EXCERPTED DATA ->
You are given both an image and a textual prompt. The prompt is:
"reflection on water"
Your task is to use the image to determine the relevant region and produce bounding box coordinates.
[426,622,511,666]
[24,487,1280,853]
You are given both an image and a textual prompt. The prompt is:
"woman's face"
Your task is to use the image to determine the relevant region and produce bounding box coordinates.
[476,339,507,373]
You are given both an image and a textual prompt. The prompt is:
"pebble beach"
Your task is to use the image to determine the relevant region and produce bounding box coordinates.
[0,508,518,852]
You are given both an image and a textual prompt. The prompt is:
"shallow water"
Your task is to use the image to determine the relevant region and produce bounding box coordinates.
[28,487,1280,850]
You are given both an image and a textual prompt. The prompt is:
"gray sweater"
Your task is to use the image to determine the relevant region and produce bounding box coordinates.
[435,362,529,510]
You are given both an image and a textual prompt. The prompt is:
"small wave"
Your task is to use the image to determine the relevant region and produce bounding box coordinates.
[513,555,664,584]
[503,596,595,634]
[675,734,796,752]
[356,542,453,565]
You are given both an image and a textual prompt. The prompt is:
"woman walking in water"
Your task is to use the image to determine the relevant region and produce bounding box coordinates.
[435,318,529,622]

YOUR OBJECTIVE ->
Reproduce all the lines above, replacing every occurrence of "textual prompt" with "written description" and keeping everything else identical.

WRITTEN ANSWER ->
You are given both an image and a written description. The prompt is:
"reflection on water"
Your task is to use the image to determine the relevant region and produce bounding box coordinates.
[426,622,511,666]
[24,487,1280,853]
You are given both an image and a written description. The prompt is:
"woman's face"
Your task is to use the image to determine the relevant region and produce bounding box coordinates.
[476,339,507,373]
You are given both an image and a written description. The prompt is:
"pebble beach"
Your task is to use the image to determine the relevant region and produce bounding box coordinates.
[0,508,518,852]
You are given both an image and a written description. The prompt is:
"shallow water"
Your task is to use the image to determine the relevant region and produce bounding box coordinates.
[28,487,1280,850]
You are given both an image and a written description. The prompt is:
"gray sweater"
Your task is to use the image to determine the relevant region and produce bounding box coordinates.
[435,362,529,510]
You are given both an image and a written description. The prompt is:
"small wave"
Your task is to use the image to determine the relevant region and produce bounding box coordinates.
[513,555,664,584]
[503,596,595,634]
[675,734,796,752]
[356,542,453,565]
You are given both an image and a written description. The prompt is:
"woman walking in water"
Your task is to use the image to determine the relevant region and produce bounding box coordinates.
[435,318,529,622]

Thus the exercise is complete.